# Aufgaben:
1) Beantworte zum Text über das Fanfest auf dem Heiligengeistfeld diese Fragen:
(a) Wie viele Anheizer stehen auf der Bühne?
(b) Wie viele Menschen sind nach Angaben der Veranstalter da?
(c) Welche Fans scheinen mehrheitlich für Deutschland zu sein?
2) Greif den Text über das Fanfest auf dem Heiligengeistfeld nach seinem letzten Satz auf und schreib ihn weiter.

# Textauszug:
Schwarz-rot-weiß-rot-gold-weiß

Beim Fanfest auf dem Heiligengeistfeld wurden etwaige Spannungen zwischen deutschen und türkischen Fans weggetanzt. Außerdem half Multikulti unter den Fans. Und das Ergebnis

VON KLAUS IRLER

Sie waren zu viert, und sie waren schon heiser, bevor das Spiel angepfiffen wurde. „Die türkischen Fans bitte: EIN HEY!“ – „Die deutschen Fans: EIN HO!“ schreien sie von der Bühne hinunter, und unten auf dem Heiligengeistfeld reagieren die Menschen verhalten. „HEY“, „HO“, es ist alles ein bisschen viel zu diesem Zeitpunkt. Da sind ja nicht nur die vier Anheizer auf der Bühne, von denen man nicht weiß, auf welchen man sich konzentrieren soll. Da sind vor allem die vielen Menschen außenrum. 42.000, sagen die Veranstalter.

Die BesucherInnen des Fanfestes sind alle in Fanmontur erschienen, aber im Gegensatz zu anderen EM-Spielen sind Fanmontur und ethnische Zugehörigkeit der Fans nicht mehr so leicht übereinander zu bringen. Es gibt Leute, die sehen sehr deutsch aus, kommen aber in den türkischen Farben rot-weiß. Andere sehen aus wie Türken und tragen schwarz-rot-gold. Dann gibt es Menschen mit dunkler Hautfarbe, die zu den deutschen Fans gehören und Menschen mit dunkler Hautfarbe, die türkische Fahnen schwenken. Die arabischen und asiatischen Fans dagegen scheinen mehrheitlich für Deutschland zu sein. Und unter allen Anwesenden erstaunt der hohe Anteil an jungen Frauen: Für die jungen Männer auf dem Feld sind die jungen Frauen ein Grund mehr, warum sie nicht ganz so aufmerksam sind, wenn der Anheizer ein HEY hören will, inmitten des schwarz-rot-weiß-gold-rot.

# Aufgeführte Einträge:
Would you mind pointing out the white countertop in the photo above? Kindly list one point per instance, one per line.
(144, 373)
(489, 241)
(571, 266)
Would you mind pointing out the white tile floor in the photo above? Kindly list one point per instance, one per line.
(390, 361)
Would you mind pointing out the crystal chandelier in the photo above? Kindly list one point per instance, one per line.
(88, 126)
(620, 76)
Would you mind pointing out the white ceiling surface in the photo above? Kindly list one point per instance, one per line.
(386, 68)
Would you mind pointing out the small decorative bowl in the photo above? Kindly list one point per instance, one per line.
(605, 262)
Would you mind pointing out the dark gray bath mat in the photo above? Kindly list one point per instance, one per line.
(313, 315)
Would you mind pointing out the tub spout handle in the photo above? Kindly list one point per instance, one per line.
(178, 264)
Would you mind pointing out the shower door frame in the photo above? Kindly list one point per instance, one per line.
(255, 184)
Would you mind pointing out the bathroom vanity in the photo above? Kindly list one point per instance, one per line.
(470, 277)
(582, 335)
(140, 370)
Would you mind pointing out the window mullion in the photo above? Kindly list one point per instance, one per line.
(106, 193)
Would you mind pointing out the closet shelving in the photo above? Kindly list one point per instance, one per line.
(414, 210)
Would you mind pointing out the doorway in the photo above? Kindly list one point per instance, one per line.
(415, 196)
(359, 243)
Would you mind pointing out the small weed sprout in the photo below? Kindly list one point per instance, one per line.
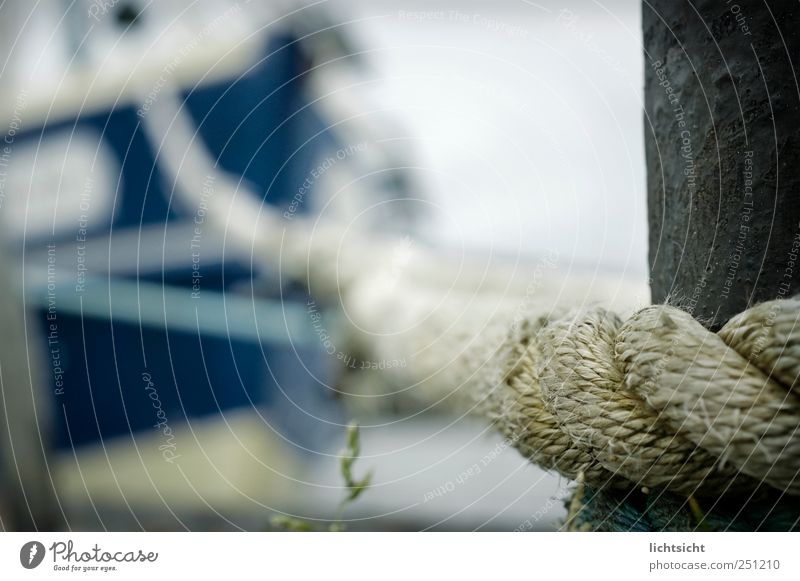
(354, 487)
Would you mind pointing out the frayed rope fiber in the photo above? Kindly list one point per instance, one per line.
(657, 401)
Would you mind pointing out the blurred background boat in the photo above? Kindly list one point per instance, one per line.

* * *

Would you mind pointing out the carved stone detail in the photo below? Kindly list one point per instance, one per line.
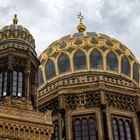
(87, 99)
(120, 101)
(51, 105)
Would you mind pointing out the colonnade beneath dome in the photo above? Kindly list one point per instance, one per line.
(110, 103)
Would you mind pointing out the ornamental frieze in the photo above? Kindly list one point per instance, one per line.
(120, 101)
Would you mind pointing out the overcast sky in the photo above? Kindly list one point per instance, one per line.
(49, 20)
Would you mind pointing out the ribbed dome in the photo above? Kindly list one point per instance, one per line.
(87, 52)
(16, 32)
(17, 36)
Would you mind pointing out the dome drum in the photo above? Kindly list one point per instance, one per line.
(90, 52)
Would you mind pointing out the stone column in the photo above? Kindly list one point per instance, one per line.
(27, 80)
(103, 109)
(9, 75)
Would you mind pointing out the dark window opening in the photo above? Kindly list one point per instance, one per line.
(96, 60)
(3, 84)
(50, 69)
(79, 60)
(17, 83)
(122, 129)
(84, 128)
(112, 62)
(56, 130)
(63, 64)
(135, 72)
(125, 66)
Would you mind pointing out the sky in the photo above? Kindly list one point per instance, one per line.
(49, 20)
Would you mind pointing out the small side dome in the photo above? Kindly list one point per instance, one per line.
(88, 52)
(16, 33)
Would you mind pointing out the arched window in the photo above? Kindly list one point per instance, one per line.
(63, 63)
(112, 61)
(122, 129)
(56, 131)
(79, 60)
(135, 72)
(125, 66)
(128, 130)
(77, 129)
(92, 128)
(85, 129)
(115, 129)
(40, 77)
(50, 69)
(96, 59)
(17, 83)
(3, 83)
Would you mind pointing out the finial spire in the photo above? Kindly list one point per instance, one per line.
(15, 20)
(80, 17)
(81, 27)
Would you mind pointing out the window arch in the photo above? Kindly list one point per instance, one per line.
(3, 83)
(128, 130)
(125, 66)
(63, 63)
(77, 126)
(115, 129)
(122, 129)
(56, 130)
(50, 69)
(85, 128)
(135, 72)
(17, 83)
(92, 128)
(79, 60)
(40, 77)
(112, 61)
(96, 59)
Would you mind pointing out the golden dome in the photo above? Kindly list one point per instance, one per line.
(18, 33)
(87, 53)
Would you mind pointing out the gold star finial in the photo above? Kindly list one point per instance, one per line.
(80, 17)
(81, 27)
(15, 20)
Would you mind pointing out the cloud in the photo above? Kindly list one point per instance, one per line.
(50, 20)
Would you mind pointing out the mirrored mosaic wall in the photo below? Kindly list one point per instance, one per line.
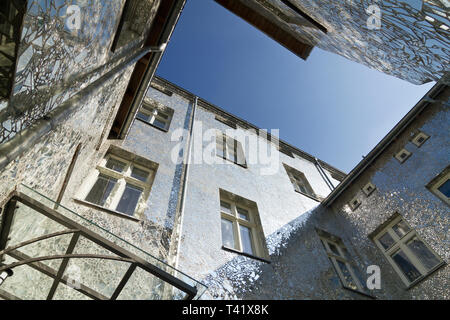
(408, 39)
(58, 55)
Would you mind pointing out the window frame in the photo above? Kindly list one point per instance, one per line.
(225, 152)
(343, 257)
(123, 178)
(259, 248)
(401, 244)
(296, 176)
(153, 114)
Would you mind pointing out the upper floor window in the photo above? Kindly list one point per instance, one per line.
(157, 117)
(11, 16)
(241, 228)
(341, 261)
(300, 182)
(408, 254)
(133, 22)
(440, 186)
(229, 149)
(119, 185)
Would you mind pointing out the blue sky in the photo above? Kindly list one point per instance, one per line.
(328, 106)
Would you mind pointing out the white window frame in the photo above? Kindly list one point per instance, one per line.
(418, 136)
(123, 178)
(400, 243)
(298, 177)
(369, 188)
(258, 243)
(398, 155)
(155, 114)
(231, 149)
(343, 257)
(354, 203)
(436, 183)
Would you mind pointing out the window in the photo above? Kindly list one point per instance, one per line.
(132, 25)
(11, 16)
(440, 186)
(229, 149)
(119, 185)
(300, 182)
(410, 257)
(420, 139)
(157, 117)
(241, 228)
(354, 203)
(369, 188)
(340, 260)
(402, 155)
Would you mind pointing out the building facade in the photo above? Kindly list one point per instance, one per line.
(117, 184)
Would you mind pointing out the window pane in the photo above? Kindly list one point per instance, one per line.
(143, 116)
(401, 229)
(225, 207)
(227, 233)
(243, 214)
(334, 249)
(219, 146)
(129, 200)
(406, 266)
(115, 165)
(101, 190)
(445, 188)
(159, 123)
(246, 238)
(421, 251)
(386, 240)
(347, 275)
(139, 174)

---

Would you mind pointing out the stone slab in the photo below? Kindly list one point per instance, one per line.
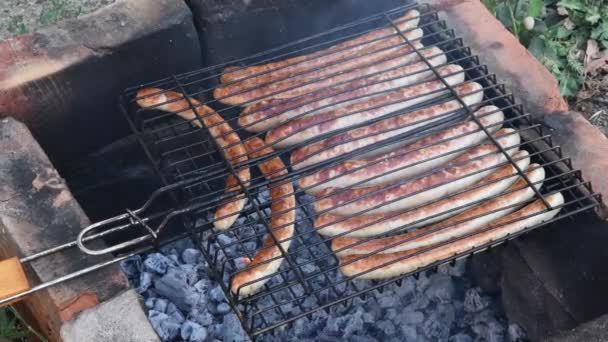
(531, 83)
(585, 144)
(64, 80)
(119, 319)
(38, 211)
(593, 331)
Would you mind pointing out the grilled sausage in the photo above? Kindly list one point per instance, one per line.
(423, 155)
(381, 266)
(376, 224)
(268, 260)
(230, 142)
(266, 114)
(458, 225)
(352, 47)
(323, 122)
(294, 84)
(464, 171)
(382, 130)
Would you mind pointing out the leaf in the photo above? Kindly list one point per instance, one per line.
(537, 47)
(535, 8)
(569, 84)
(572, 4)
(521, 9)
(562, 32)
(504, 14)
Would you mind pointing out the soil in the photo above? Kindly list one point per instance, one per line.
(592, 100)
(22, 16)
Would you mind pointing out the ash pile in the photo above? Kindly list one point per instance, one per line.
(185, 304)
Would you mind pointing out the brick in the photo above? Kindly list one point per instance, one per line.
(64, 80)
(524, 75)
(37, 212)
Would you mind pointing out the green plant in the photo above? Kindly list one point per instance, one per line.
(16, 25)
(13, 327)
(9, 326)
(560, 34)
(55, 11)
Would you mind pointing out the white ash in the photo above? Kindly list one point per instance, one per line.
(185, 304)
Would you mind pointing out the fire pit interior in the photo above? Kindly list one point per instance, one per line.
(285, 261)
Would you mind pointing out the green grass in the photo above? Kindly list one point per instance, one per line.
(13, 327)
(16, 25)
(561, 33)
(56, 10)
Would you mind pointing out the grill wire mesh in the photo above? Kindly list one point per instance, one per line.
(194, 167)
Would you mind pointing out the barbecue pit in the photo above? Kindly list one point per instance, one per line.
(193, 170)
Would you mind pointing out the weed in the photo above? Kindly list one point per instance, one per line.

# Lösungen:
1)
(a) Vier.
(b) 42.000.
(c) Die arabischen und asiatischen Fans.

2)
Die Moderatoren haben einen klaren Auftrag, und der heißt: Party für alle. Was einfacher klingt, als es ist, schließlich treffen hier rund 30.000 Fans der deutschen Mannschaft auf rund 12.000 Fans der türkischen Mannschaft, und am Ende wird es einen Sieger und einen Verlierer geben und viel Frust und wahrscheinlich auch Häme. Die Party ist dazu da, das Gewinnen und das Verlieren wegzulachen. Aus den Boxen dröhnt „Celebrate good times, come on!“, und die Moderatoren schneiden einen deutsch-türkischen Freundschaftskuchen an und tauschen ihre Trikots: Der NDR hat zwei türkischstämmige und zwei deutsche Moderatoren engagiert. Einmal läuft auch türkische Popmusik, was aber unter Party-Gesichtspunkten schwierig ist, weil zu viele Fans den Song nicht mitsingen können.

Die Moderatoren machen alles richtig, die allermeisten Menschen vergessen die Wettbewerbssituation beim Tanzen, und hilfreich mag sein, dass es so multikulturell zugeht unter den Fans. Ein paar Fans beider Lager verbrüdern sich offensiv vor den Kameras der Fotografen. Ein paar Fans schreien sich ebenso offensiv an, „DEUTSCHLAND“ gegen „TÜRKIJE“, es geht darum, wer lauter schreien kann. Später gibt es wenige kleinere Rangeleien, insgesamt gibt es in dieser Nacht zehn vorläufige Festnahmen, und 55 Fans werden in Gewahrsam genommen. Die Sanitäter müssen zwar rund 500 Mal erste Hilfe leisten, aber es geht immer nur um Kleinigkeiten wie Kreislaufprobleme oder Schrammen. „Friedlich und fröhlich“ lautet das Fazit der Polizei, ein Fazit, das auch in anderen norddeutschen Städten gezogen wurde. Und ein Fazit, für das wohl auch der Spielverlauf eine große Rolle spielte.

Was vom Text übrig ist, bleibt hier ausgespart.